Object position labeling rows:
....

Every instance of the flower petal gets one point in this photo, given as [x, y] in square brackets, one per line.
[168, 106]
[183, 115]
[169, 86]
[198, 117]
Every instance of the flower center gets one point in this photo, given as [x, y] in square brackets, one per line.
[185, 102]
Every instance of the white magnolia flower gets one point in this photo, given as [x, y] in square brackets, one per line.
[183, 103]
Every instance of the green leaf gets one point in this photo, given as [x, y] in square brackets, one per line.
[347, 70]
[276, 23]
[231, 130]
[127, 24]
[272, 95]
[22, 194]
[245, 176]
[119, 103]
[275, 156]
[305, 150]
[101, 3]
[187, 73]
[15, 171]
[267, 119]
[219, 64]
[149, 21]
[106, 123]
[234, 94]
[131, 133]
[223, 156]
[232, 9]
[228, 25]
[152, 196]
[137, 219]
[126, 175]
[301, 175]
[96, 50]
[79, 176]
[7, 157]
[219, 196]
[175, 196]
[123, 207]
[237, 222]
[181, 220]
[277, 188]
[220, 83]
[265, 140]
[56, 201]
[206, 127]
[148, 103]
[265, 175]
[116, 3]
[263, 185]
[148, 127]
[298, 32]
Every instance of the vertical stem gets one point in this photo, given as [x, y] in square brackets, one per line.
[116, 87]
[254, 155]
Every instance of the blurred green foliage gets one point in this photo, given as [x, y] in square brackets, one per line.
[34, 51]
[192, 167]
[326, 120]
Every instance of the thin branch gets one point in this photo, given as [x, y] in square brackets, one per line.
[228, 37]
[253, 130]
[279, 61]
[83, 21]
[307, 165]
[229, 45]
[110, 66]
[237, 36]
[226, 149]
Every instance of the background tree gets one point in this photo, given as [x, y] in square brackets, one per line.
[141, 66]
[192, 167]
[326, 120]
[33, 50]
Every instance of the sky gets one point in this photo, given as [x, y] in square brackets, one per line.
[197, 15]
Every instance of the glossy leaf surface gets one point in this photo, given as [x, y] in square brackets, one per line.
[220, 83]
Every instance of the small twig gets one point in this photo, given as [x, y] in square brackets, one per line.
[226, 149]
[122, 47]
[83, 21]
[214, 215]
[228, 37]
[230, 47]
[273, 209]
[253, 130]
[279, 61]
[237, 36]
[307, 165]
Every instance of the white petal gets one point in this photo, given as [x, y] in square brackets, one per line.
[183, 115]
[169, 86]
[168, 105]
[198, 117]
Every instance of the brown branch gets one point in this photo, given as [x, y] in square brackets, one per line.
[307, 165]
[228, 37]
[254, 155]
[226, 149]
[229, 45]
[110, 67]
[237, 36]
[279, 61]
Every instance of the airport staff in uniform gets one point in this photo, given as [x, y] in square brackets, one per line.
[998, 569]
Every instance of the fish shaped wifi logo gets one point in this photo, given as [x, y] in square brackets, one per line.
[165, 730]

....

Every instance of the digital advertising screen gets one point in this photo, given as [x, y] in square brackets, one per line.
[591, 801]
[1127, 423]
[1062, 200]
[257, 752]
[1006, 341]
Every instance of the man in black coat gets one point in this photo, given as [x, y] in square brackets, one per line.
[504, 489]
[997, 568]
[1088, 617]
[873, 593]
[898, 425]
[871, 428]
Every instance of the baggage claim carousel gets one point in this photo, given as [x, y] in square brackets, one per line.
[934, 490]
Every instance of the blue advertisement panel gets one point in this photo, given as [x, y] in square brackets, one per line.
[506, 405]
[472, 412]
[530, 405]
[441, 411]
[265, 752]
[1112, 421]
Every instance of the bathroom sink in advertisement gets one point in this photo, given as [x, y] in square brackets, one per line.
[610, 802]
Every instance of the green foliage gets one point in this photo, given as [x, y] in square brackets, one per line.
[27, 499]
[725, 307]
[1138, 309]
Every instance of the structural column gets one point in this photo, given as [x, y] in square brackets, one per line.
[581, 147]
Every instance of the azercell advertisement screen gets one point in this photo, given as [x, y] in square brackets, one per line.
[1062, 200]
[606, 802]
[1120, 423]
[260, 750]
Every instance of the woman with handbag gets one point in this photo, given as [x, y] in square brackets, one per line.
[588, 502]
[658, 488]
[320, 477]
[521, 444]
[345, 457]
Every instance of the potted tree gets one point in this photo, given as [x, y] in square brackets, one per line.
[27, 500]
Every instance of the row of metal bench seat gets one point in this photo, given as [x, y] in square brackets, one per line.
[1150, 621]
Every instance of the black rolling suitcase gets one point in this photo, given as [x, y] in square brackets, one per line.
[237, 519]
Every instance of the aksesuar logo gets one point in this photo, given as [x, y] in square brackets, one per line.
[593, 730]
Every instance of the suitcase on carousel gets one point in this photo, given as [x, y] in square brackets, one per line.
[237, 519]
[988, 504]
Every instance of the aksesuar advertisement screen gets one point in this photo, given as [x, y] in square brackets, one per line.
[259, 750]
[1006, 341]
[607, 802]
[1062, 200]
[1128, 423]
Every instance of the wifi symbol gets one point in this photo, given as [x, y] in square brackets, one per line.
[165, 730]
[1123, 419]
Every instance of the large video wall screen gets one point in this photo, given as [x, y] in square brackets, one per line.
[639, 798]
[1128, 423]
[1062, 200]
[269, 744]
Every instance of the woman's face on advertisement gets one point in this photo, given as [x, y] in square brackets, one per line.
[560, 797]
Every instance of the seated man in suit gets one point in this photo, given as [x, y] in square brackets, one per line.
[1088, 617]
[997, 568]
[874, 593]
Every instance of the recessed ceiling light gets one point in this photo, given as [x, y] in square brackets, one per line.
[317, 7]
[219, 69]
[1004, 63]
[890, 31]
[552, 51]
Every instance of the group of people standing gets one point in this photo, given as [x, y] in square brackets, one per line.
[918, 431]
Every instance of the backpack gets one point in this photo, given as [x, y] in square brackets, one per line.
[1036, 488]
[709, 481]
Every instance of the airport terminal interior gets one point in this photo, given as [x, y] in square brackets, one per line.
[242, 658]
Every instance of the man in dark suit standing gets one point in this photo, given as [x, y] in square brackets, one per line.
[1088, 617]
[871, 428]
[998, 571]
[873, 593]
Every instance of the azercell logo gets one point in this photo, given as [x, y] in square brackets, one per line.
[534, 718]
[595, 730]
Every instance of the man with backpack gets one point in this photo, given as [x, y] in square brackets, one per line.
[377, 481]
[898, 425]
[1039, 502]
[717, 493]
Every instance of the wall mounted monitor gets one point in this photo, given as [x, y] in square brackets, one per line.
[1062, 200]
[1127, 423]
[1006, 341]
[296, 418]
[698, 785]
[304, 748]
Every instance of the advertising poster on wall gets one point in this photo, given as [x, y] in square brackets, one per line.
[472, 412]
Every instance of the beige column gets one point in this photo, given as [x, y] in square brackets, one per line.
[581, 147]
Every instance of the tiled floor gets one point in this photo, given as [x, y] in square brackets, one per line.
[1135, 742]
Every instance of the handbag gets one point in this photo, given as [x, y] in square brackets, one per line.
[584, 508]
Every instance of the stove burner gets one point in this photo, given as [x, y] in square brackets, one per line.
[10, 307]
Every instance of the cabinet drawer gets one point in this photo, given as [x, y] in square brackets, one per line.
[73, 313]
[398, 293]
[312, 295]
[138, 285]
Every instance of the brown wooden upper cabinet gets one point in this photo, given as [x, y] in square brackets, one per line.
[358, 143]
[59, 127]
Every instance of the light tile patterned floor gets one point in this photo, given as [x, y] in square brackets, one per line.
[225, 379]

....

Collect every line from the rows above that contains the word "brown", and copy each of those lines.

Every instance of the brown branch gets one point in this photo, given as [x, y] in square brackets, one per line.
Every instance of the brown wooden upper cabinet gets one point in this photo, given as [x, y] in square brackets, one per line.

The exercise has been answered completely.